Quoted passage.
Tag Archives: inappropriate walk up music

Inappropriate Walk Up Music: The Pogues

For an intro to this series, click here. For the original series way back in 2009, click here.

It is only fair and just that we mention The Pogues on this most Irish of days. Now, most Pogues songs are inappropriate for one reason or another. But I wanted to mention one that is currently being used in an inappropriate sports context: the title track from If I Should Fall From the Grace of God.

You may have heard this tune in a Suburu ad featuring a busy mom and her brood of hockey playing young’uns, all of whom are very ginger-y. So the choice of song vaguely makes sense–as long as you’re ignorant of the lyrics, which concern completely bottoming out and dying in the gutter. That’s a great minivan song, Madison Ave!

Inappropriate Walk Up Music: Frank Carson

For an intro to this series, click here. For the original series way back in 2009, click here.

Earlier this week, Charlie Brooker (hilariously acidic skewerer of British media) put up a tweet that said, “Possibly the most powerfully seductive record of all time.” The link led to this bizarre ditty from Northern Irish comedian/showman Frank Carson. I think you’ll agree it is quite sexy. What woman could resist golden pipes like this?

Data lines.

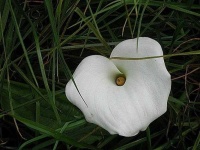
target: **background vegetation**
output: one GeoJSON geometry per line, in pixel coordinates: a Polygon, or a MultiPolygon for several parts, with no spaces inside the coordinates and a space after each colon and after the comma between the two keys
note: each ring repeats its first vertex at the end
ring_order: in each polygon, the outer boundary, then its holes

Task description. In the blog post about walk-up music, copy the part from "You may have" to "song, Madison Ave!" and swap "minivan" for "station wagon".

Output of the exercise.
You may have heard this tune in a Suburu ad featuring a busy mom and her brood of hockey playing young’uns, all of whom are very ginger-y. So the choice of song vaguely makes sense–as long as you’re ignorant of the lyrics, which concern completely bottoming out and dying in the gutter. That’s a great station wagon song, Madison Ave!